> **Point-per-instance localization data**:
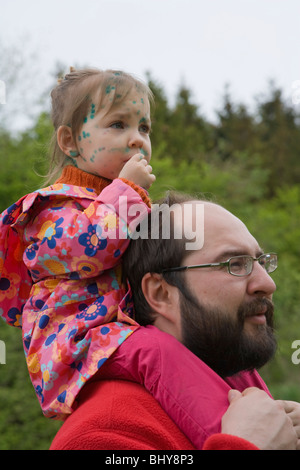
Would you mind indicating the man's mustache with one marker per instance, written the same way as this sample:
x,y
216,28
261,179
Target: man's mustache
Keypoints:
x,y
262,306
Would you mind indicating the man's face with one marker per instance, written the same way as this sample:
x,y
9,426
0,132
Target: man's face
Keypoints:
x,y
226,320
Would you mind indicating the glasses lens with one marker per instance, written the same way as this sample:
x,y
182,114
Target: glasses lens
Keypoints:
x,y
269,262
240,265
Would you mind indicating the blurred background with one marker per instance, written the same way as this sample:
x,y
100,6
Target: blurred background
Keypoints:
x,y
226,123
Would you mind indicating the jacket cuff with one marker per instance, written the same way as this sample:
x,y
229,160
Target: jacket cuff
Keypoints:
x,y
227,442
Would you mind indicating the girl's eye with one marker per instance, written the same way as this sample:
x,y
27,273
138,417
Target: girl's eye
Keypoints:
x,y
117,125
145,129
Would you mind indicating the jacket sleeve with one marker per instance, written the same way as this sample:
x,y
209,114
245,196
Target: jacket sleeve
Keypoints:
x,y
63,229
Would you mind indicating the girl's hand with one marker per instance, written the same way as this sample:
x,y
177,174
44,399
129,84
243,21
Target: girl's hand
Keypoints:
x,y
292,409
138,171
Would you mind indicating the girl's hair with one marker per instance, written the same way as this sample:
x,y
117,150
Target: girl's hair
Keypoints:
x,y
73,97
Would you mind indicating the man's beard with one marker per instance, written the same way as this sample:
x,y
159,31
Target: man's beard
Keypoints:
x,y
219,338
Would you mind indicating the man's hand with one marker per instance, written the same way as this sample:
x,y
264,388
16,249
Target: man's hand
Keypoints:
x,y
138,171
256,417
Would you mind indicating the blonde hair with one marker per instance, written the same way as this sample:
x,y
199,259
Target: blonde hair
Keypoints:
x,y
72,99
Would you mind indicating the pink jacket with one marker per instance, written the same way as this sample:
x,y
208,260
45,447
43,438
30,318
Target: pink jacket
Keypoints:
x,y
60,251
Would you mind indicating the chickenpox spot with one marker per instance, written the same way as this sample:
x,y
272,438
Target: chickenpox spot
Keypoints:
x,y
109,88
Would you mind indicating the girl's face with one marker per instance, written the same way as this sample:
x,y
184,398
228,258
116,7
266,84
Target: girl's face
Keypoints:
x,y
108,139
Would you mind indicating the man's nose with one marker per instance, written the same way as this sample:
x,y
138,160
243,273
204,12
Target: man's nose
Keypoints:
x,y
260,282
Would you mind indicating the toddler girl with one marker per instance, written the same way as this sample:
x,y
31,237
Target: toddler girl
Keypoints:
x,y
60,261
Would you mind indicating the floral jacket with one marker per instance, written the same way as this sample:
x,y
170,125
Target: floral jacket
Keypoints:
x,y
60,281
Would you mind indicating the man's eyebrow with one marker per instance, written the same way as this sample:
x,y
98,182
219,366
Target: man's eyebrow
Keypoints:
x,y
225,255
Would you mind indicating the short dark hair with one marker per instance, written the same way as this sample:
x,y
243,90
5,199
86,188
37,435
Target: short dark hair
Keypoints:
x,y
151,255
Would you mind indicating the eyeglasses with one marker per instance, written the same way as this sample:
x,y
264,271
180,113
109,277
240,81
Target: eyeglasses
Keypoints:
x,y
237,265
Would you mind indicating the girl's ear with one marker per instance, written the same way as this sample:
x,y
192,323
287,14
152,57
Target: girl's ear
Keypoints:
x,y
66,142
164,301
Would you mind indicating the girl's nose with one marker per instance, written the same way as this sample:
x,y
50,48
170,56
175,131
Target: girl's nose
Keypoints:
x,y
135,140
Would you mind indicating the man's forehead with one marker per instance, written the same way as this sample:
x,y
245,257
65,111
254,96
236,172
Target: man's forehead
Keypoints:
x,y
222,230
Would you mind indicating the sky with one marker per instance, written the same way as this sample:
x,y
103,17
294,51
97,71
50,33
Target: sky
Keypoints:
x,y
199,43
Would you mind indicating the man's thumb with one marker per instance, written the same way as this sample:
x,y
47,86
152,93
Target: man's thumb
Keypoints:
x,y
233,395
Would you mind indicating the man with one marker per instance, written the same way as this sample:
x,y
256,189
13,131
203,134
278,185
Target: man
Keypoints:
x,y
222,312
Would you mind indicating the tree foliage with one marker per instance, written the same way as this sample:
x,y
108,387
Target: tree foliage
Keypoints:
x,y
247,161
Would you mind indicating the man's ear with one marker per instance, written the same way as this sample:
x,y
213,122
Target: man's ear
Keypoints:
x,y
163,299
66,142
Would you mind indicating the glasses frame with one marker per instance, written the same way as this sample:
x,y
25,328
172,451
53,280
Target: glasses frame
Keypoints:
x,y
227,263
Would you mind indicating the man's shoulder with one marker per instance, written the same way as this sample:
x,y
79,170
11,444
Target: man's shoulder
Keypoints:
x,y
119,415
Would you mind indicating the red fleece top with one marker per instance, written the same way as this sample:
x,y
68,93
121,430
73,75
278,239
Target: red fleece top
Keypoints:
x,y
121,415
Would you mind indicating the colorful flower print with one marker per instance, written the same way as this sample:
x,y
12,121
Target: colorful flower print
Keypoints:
x,y
8,285
30,252
53,265
91,240
86,267
49,231
97,309
49,376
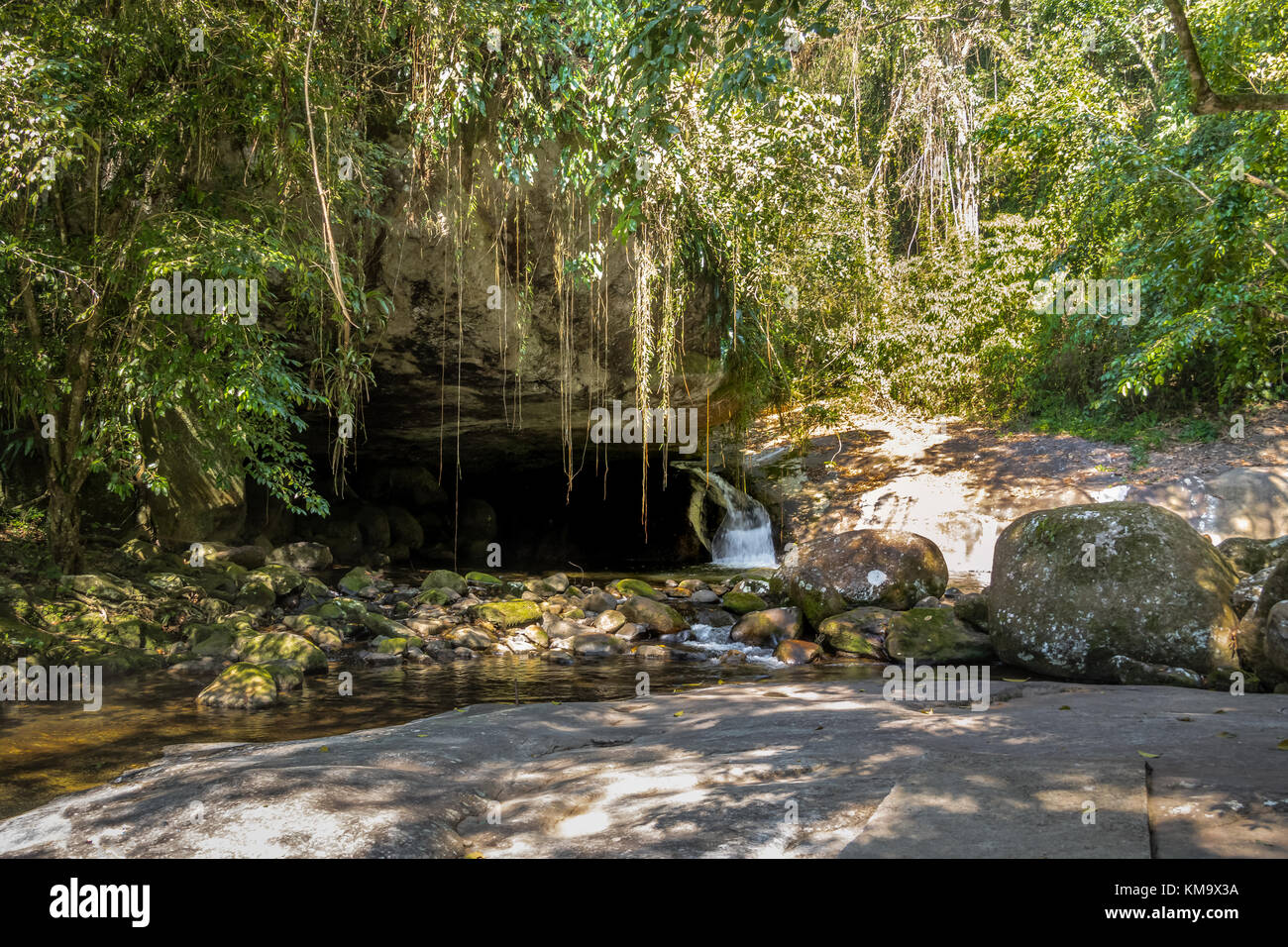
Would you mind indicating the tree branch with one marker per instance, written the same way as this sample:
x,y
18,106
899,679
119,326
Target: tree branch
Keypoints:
x,y
1207,102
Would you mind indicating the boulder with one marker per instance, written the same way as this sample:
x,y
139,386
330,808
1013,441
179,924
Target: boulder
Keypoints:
x,y
404,530
1252,638
767,628
935,635
1076,586
1276,639
862,567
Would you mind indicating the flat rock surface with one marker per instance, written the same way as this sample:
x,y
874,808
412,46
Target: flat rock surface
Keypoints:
x,y
790,768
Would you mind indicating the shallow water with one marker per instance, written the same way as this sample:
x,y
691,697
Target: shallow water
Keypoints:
x,y
51,749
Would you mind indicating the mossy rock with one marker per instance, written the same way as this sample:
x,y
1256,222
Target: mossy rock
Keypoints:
x,y
286,674
889,569
284,647
347,609
167,581
935,635
445,579
638,586
743,602
241,686
102,586
257,595
859,631
314,589
356,579
511,613
433,596
472,638
653,615
137,552
380,625
768,626
1154,591
215,641
973,608
281,579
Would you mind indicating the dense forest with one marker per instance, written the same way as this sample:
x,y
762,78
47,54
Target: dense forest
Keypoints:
x,y
867,198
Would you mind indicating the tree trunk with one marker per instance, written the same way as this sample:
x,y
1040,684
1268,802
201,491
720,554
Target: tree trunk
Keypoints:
x,y
62,526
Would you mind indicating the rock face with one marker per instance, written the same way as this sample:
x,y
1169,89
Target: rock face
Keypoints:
x,y
862,567
1276,639
206,499
1076,586
1254,654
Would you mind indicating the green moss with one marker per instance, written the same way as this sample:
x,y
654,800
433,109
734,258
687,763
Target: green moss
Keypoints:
x,y
743,602
506,613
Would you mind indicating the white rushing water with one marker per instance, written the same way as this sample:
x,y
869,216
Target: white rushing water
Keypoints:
x,y
745,538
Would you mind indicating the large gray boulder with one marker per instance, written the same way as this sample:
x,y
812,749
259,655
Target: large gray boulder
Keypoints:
x,y
1077,586
862,567
1256,654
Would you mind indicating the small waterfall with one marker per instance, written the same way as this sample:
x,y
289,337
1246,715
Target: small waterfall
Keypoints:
x,y
745,538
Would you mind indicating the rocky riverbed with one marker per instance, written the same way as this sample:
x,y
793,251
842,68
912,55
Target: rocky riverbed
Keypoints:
x,y
786,768
1103,594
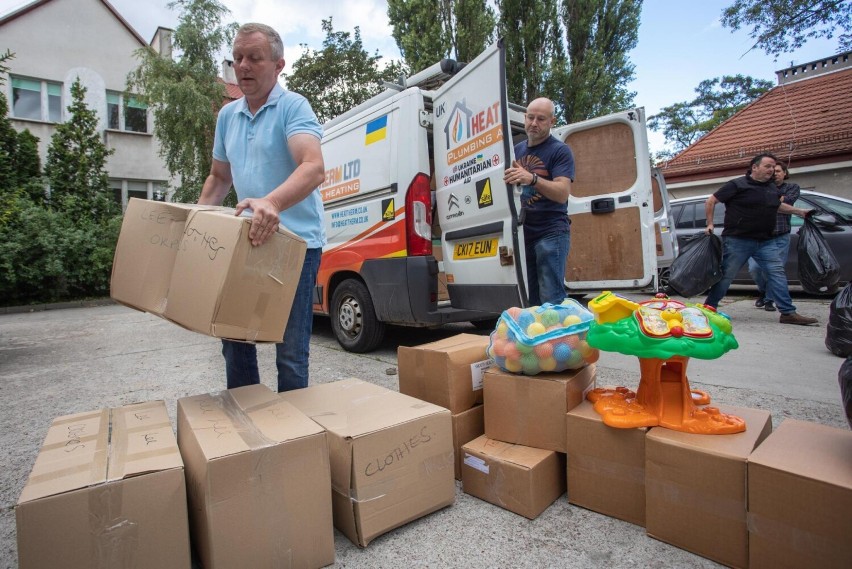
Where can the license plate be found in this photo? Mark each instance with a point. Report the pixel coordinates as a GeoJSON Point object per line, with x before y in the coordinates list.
{"type": "Point", "coordinates": [475, 249]}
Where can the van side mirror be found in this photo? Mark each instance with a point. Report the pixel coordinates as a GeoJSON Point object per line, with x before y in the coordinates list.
{"type": "Point", "coordinates": [826, 220]}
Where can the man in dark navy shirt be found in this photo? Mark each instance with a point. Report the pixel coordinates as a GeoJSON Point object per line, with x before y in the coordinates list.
{"type": "Point", "coordinates": [751, 208]}
{"type": "Point", "coordinates": [544, 166]}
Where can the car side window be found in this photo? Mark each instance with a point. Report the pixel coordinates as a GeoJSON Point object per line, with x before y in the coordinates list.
{"type": "Point", "coordinates": [795, 220]}
{"type": "Point", "coordinates": [719, 215]}
{"type": "Point", "coordinates": [700, 215]}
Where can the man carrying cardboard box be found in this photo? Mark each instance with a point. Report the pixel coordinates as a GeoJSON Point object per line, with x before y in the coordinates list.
{"type": "Point", "coordinates": [267, 145]}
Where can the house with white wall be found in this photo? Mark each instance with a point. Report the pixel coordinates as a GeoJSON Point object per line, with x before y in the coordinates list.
{"type": "Point", "coordinates": [55, 42]}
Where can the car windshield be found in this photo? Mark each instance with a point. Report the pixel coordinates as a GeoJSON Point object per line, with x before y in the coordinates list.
{"type": "Point", "coordinates": [837, 207]}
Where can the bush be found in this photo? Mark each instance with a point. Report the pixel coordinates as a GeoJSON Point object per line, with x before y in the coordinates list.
{"type": "Point", "coordinates": [46, 256]}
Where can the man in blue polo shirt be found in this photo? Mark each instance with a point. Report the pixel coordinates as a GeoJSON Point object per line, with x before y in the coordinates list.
{"type": "Point", "coordinates": [544, 166]}
{"type": "Point", "coordinates": [267, 145]}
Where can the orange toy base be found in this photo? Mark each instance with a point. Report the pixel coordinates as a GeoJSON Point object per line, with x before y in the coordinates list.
{"type": "Point", "coordinates": [663, 399]}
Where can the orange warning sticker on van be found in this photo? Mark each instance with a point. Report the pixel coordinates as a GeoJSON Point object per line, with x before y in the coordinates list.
{"type": "Point", "coordinates": [475, 249]}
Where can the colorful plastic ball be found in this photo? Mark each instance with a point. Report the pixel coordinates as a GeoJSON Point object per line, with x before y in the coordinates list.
{"type": "Point", "coordinates": [512, 365]}
{"type": "Point", "coordinates": [511, 352]}
{"type": "Point", "coordinates": [502, 329]}
{"type": "Point", "coordinates": [529, 360]}
{"type": "Point", "coordinates": [547, 364]}
{"type": "Point", "coordinates": [571, 319]}
{"type": "Point", "coordinates": [525, 319]}
{"type": "Point", "coordinates": [592, 356]}
{"type": "Point", "coordinates": [550, 317]}
{"type": "Point", "coordinates": [561, 352]}
{"type": "Point", "coordinates": [544, 350]}
{"type": "Point", "coordinates": [575, 360]}
{"type": "Point", "coordinates": [535, 329]}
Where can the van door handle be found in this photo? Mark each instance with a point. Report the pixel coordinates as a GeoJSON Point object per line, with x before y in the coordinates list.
{"type": "Point", "coordinates": [603, 205]}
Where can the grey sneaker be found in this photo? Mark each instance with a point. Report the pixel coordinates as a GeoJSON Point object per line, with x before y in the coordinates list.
{"type": "Point", "coordinates": [794, 318]}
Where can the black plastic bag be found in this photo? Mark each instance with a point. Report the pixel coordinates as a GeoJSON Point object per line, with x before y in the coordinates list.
{"type": "Point", "coordinates": [838, 333]}
{"type": "Point", "coordinates": [819, 270]}
{"type": "Point", "coordinates": [845, 379]}
{"type": "Point", "coordinates": [698, 266]}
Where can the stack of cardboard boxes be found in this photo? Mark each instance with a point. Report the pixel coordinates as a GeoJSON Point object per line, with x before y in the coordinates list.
{"type": "Point", "coordinates": [509, 451]}
{"type": "Point", "coordinates": [756, 498]}
{"type": "Point", "coordinates": [258, 479]}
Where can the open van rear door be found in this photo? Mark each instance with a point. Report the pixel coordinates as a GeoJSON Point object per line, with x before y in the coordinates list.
{"type": "Point", "coordinates": [481, 244]}
{"type": "Point", "coordinates": [613, 244]}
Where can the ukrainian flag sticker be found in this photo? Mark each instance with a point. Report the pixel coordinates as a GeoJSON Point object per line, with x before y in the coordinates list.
{"type": "Point", "coordinates": [376, 130]}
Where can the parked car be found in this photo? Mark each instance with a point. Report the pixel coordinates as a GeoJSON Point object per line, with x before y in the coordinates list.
{"type": "Point", "coordinates": [834, 219]}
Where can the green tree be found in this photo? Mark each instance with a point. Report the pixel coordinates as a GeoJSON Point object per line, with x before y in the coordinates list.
{"type": "Point", "coordinates": [8, 148]}
{"type": "Point", "coordinates": [339, 76]}
{"type": "Point", "coordinates": [600, 35]}
{"type": "Point", "coordinates": [185, 94]}
{"type": "Point", "coordinates": [535, 50]}
{"type": "Point", "coordinates": [717, 100]}
{"type": "Point", "coordinates": [428, 31]}
{"type": "Point", "coordinates": [76, 163]}
{"type": "Point", "coordinates": [782, 26]}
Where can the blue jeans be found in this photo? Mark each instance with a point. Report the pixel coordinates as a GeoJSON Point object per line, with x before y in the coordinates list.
{"type": "Point", "coordinates": [293, 353]}
{"type": "Point", "coordinates": [782, 244]}
{"type": "Point", "coordinates": [735, 253]}
{"type": "Point", "coordinates": [546, 259]}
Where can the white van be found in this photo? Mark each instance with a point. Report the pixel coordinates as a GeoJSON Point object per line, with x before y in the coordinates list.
{"type": "Point", "coordinates": [421, 229]}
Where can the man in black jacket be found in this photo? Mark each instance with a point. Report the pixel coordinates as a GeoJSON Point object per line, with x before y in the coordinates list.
{"type": "Point", "coordinates": [751, 208]}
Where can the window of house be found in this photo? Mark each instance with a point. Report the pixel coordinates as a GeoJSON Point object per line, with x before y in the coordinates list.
{"type": "Point", "coordinates": [126, 112]}
{"type": "Point", "coordinates": [137, 190]}
{"type": "Point", "coordinates": [37, 100]}
{"type": "Point", "coordinates": [115, 186]}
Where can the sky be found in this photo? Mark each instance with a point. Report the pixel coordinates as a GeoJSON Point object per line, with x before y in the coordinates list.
{"type": "Point", "coordinates": [681, 42]}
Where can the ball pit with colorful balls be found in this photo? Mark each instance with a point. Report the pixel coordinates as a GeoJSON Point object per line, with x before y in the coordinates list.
{"type": "Point", "coordinates": [547, 338]}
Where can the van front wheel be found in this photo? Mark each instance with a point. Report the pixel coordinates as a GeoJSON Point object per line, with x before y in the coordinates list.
{"type": "Point", "coordinates": [353, 318]}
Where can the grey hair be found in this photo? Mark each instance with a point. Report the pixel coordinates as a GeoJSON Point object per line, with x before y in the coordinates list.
{"type": "Point", "coordinates": [272, 37]}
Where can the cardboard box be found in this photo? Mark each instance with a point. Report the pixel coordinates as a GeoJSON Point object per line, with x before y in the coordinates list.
{"type": "Point", "coordinates": [520, 479]}
{"type": "Point", "coordinates": [391, 455]}
{"type": "Point", "coordinates": [530, 410]}
{"type": "Point", "coordinates": [196, 267]}
{"type": "Point", "coordinates": [258, 480]}
{"type": "Point", "coordinates": [800, 498]}
{"type": "Point", "coordinates": [447, 372]}
{"type": "Point", "coordinates": [145, 254]}
{"type": "Point", "coordinates": [606, 466]}
{"type": "Point", "coordinates": [466, 426]}
{"type": "Point", "coordinates": [695, 488]}
{"type": "Point", "coordinates": [107, 490]}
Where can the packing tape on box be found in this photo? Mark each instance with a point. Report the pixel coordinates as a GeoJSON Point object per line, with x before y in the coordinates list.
{"type": "Point", "coordinates": [609, 469]}
{"type": "Point", "coordinates": [94, 461]}
{"type": "Point", "coordinates": [797, 539]}
{"type": "Point", "coordinates": [256, 317]}
{"type": "Point", "coordinates": [115, 539]}
{"type": "Point", "coordinates": [240, 420]}
{"type": "Point", "coordinates": [676, 493]}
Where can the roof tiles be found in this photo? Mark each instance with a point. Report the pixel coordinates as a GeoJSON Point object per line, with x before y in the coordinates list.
{"type": "Point", "coordinates": [796, 121]}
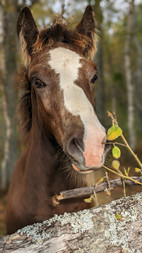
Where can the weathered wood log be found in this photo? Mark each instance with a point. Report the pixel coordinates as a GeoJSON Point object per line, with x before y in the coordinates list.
{"type": "Point", "coordinates": [85, 191]}
{"type": "Point", "coordinates": [112, 228]}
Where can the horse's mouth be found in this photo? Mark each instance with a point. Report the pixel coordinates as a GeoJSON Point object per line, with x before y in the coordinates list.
{"type": "Point", "coordinates": [82, 169]}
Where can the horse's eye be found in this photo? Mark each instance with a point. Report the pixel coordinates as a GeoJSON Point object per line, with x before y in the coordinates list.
{"type": "Point", "coordinates": [94, 79]}
{"type": "Point", "coordinates": [38, 83]}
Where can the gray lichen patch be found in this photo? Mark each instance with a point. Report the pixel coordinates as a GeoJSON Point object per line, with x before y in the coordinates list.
{"type": "Point", "coordinates": [95, 229]}
{"type": "Point", "coordinates": [120, 232]}
{"type": "Point", "coordinates": [76, 223]}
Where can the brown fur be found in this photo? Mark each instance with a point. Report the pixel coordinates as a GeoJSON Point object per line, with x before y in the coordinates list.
{"type": "Point", "coordinates": [44, 168]}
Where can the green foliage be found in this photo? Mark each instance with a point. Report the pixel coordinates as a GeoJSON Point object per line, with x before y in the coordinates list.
{"type": "Point", "coordinates": [114, 132]}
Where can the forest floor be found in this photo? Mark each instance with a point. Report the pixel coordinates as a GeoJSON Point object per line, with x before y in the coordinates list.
{"type": "Point", "coordinates": [102, 197]}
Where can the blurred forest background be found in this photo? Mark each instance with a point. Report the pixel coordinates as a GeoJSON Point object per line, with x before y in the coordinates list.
{"type": "Point", "coordinates": [118, 59]}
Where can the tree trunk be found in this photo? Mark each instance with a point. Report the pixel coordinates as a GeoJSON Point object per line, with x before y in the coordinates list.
{"type": "Point", "coordinates": [112, 228]}
{"type": "Point", "coordinates": [128, 73]}
{"type": "Point", "coordinates": [138, 78]}
{"type": "Point", "coordinates": [100, 89]}
{"type": "Point", "coordinates": [9, 91]}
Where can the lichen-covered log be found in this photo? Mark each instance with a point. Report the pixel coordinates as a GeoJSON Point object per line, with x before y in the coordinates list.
{"type": "Point", "coordinates": [116, 227]}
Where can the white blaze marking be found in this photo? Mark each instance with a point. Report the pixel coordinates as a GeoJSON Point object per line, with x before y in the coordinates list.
{"type": "Point", "coordinates": [67, 63]}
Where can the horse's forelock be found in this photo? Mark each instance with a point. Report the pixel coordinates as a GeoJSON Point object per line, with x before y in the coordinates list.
{"type": "Point", "coordinates": [61, 33]}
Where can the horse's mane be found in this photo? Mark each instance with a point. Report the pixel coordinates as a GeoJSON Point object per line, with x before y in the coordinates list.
{"type": "Point", "coordinates": [58, 32]}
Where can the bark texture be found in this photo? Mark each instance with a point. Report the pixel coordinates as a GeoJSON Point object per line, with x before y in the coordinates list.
{"type": "Point", "coordinates": [116, 227]}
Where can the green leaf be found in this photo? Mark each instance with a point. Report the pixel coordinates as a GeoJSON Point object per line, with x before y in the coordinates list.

> **What you should do**:
The lines to copy are those above that contain "eyeglasses".

> **Finished exercise**:
Would you mind indicating the eyeglasses with one marker per instance, written the same way as this sample:
Target: eyeglasses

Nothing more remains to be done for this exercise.